___ TEXTE PRÉSENTÉ ___
Déclaration de M. Olivier Dussopt, ministre des comptes publics, sur le projet de loi de finances pour 2022, au Sénat le 18 novembre 2021.

Prononcé le

Intervenant(s) : 

Circonstance : Discussion au Sénat d'un projet de loi

Texte intégral

Mme la présidente. L'ordre du jour appelle la discussion du projet de loi de finances pour 2022, adopté par l'Assemblée nationale (projet n° 162, rapport général n° 163).

(...)

Mme la présidente. La parole est à M. le ministre délégué.

M. Olivier Dussopt, ministre délégué auprès du ministre de l'économie, des finances et de la relance, chargé des comptes publics. Madame la présidente, monsieur le ministre – cher Bruno Le Maire –, monsieur le président de la commission des finances, monsieur le rapporteur général, mesdames, messieurs les sénateurs, dans le contexte macroéconomique brossé par le ministre de l'économie à l'instant, nous avons préparé un projet de loi de finances pour 2022 autour de quelques priorités que je souhaite rappeler au début de ce débat.

Notre premier objectif est évidemment de tenir les engagements pris par le Président de la République depuis 2017 et de mettre en oeuvre les priorités politiques qui sont celles du Gouvernement. C'est la raison pour laquelle le budget que nous vous présentons prévoit de revaloriser un certain nombre de budgets, en commençant par les crédits accordés aux fonctions régaliennes de l'État.

Ainsi, comme les années précédentes, nous vous proposons de respecter la loi de programmation militaire, avec une augmentation de 1,7 milliard d'euros des crédits. Les crédits du ministère de l'intérieur sont, quant à eux, augmentés de 1,5 milliard d'euros. Nous avions initialement prévu, lors du débat d'orientation sur les finances publiques, une augmentation de 987 millions d'euros, mais cette somme a été revue à la hausse pour tenir compte des conclusions du cycle de concertation dit de Beauvau.
___
À FAIRE »
(1) D'après le discours sur le budget 2022, pourquoi la hausse des crédits du ministère de l'intérieur est-elle passée de 987 millions à 1,5 milliard d'euros ? Répondez en une à trois phrases.
(2) Recopiez mot pour mot le passage du discours sur le budget 2022 qui commence à « Prononcé le » et se termine à « général n° 163). ».
Vous n'aurez pas besoin du matériel pour répondre.
___ DONNÉES FOURNIES ___
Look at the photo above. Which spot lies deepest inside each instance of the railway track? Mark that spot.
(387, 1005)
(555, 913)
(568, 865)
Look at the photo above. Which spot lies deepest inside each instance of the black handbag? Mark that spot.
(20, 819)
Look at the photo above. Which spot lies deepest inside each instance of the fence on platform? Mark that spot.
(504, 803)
___
___ DONNÉES FOURNIES ___
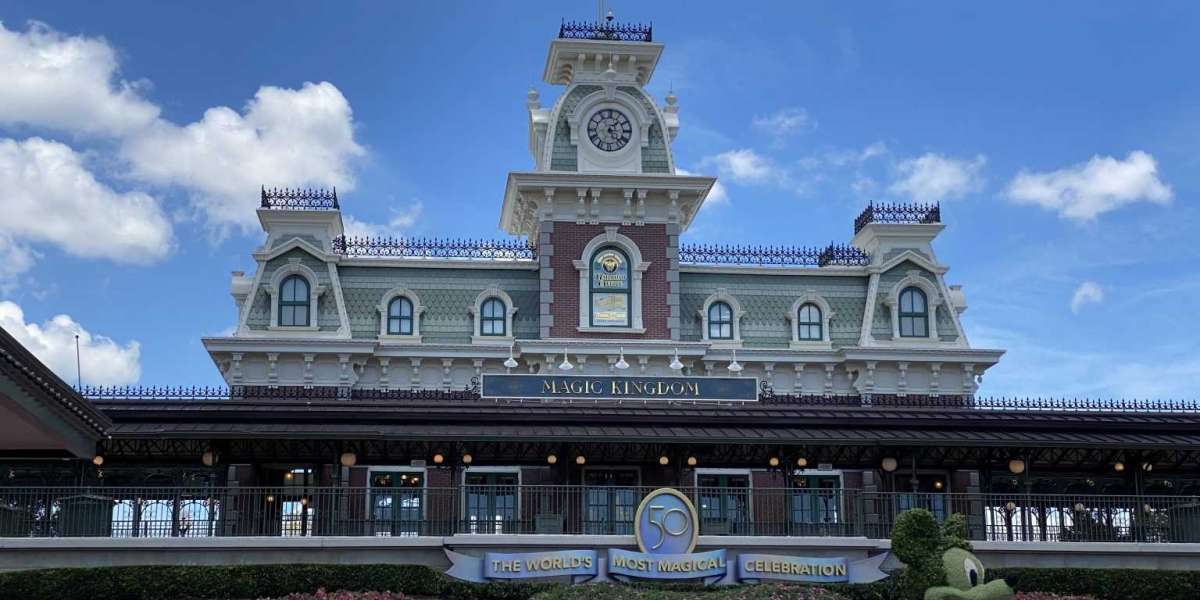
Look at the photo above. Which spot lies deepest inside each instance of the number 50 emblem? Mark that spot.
___
CORRIGÉ »
(1) Au départ, lors du débat d'orientation sur les finances publiques, une hausse de 987 millions d'euros était prévue. Cette somme a été portée à 1,5 milliard d'euros pour tenir compte des conclusions du cycle de concertation dit de Beauvau.

(2)
Prononcé le

Intervenant(s) : 

Circonstance : Discussion au Sénat d'un projet de loi

Texte intégral

Mme la présidente. L'ordre du jour appelle la discussion du projet de loi de finances pour 2022, adopté par l'Assemblée nationale (projet n° 162, rapport général n° 163).